_WHAT TO DO_.
Copy the records below line for line, changing nothing.

(Location identification records)
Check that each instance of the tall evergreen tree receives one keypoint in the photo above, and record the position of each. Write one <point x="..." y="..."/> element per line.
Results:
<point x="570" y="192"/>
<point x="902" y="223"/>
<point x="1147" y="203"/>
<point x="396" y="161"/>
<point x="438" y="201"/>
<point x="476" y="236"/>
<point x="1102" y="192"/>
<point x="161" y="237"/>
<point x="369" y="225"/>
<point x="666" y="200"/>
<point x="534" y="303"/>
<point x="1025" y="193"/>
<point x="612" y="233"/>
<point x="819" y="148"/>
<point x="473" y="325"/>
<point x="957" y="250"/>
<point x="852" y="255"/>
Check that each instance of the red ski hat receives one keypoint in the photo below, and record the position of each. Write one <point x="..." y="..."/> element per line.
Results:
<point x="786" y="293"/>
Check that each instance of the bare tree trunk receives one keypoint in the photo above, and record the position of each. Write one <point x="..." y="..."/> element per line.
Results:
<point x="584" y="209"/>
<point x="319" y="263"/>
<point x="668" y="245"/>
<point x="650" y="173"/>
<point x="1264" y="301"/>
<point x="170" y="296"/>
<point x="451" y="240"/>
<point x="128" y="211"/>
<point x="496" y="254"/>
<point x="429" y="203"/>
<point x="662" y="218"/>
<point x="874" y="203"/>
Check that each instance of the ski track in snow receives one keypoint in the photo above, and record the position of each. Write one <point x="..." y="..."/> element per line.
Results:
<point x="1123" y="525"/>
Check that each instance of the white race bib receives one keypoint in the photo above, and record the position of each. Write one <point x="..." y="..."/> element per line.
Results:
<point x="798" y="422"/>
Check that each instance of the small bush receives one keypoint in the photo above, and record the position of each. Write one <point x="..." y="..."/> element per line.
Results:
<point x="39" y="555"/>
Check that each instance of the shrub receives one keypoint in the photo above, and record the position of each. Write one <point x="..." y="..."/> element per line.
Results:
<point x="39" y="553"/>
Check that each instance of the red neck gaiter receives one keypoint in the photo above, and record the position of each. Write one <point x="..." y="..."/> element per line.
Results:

_SOLUTION TO THIS PROBLEM_.
Check that each instance of the tall evergreen tree receives one keypoint in the photo above, and record the position of each. Write one <point x="..." y="..."/> element per line.
Results:
<point x="570" y="192"/>
<point x="902" y="223"/>
<point x="1147" y="203"/>
<point x="396" y="161"/>
<point x="438" y="201"/>
<point x="476" y="236"/>
<point x="1102" y="192"/>
<point x="161" y="237"/>
<point x="369" y="225"/>
<point x="666" y="200"/>
<point x="534" y="303"/>
<point x="1025" y="193"/>
<point x="612" y="233"/>
<point x="819" y="148"/>
<point x="473" y="325"/>
<point x="957" y="250"/>
<point x="852" y="255"/>
Check that each instance of the red ski hat receives one keypoint in the photo below, and record the position of each. Write one <point x="..." y="..."/> element per line.
Results:
<point x="786" y="293"/>
Check that each instance of the bare tree trunk receives one keypoint in the photo above, and record the position of each. Write one <point x="..." y="..."/> element per line.
Results:
<point x="584" y="209"/>
<point x="319" y="263"/>
<point x="668" y="245"/>
<point x="650" y="173"/>
<point x="1264" y="301"/>
<point x="170" y="296"/>
<point x="451" y="240"/>
<point x="128" y="211"/>
<point x="496" y="254"/>
<point x="429" y="203"/>
<point x="662" y="218"/>
<point x="874" y="203"/>
Check that each instance of the ski track in snow receives one keypoint in the photo above, and record the position of each. Write one <point x="..." y="..."/> element per line.
Results:
<point x="1123" y="525"/>
Check that each instance of the white race bib receives one keypoint in the photo above, and record the position of each. Write one <point x="..." y="..."/> element per line.
Results:
<point x="798" y="422"/>
Check that each instance of the small bush receives one keypoint in the photo above, and record the position of each. Write one <point x="..." y="..."/> element per line.
Results:
<point x="39" y="555"/>
Check that each instance of the shrub receives one keypoint in the photo above, and record the position of each. Write one <point x="..." y="..."/> element per line.
Results:
<point x="39" y="553"/>
Check that each instance of the red neck gaiter receives one keypoint in the photo above, and record the position of each. Write one <point x="..." y="..."/> element per line.
Results:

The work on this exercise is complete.